▶ What you are asked to do
Please collect each line from the items below that contains the word "query".
******
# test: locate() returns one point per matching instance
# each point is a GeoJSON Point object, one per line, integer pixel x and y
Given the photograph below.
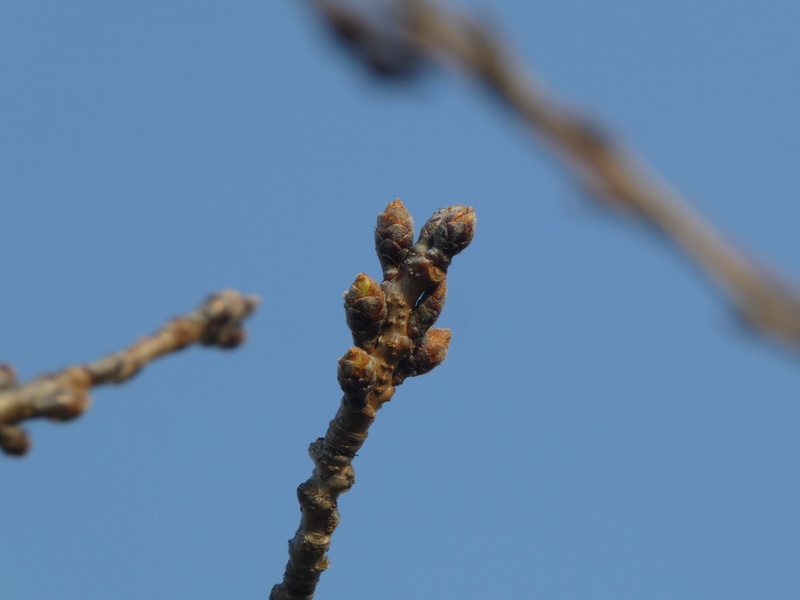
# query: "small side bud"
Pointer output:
{"type": "Point", "coordinates": [8, 377]}
{"type": "Point", "coordinates": [446, 233]}
{"type": "Point", "coordinates": [429, 352]}
{"type": "Point", "coordinates": [394, 235]}
{"type": "Point", "coordinates": [456, 231]}
{"type": "Point", "coordinates": [356, 375]}
{"type": "Point", "coordinates": [365, 309]}
{"type": "Point", "coordinates": [427, 310]}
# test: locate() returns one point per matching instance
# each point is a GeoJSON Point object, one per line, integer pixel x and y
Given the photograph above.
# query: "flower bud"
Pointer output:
{"type": "Point", "coordinates": [394, 235]}
{"type": "Point", "coordinates": [356, 375]}
{"type": "Point", "coordinates": [428, 353]}
{"type": "Point", "coordinates": [365, 309]}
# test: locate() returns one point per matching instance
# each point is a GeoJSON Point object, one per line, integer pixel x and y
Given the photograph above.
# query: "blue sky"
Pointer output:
{"type": "Point", "coordinates": [602, 427]}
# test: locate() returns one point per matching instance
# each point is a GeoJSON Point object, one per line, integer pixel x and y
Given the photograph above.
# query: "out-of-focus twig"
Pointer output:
{"type": "Point", "coordinates": [425, 30]}
{"type": "Point", "coordinates": [64, 395]}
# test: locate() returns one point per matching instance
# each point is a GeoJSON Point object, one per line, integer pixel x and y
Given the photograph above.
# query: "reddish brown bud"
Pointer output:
{"type": "Point", "coordinates": [365, 309]}
{"type": "Point", "coordinates": [356, 375]}
{"type": "Point", "coordinates": [446, 233]}
{"type": "Point", "coordinates": [394, 235]}
{"type": "Point", "coordinates": [428, 353]}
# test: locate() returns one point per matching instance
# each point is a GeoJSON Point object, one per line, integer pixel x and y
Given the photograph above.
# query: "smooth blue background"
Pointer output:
{"type": "Point", "coordinates": [602, 427]}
******
▶ Full response
# query: "small side bud"
# query: "flower bud"
# query: "blue sky"
# query: "out-of-focus twig"
# query: "reddish brown bud"
# query: "smooth blue background"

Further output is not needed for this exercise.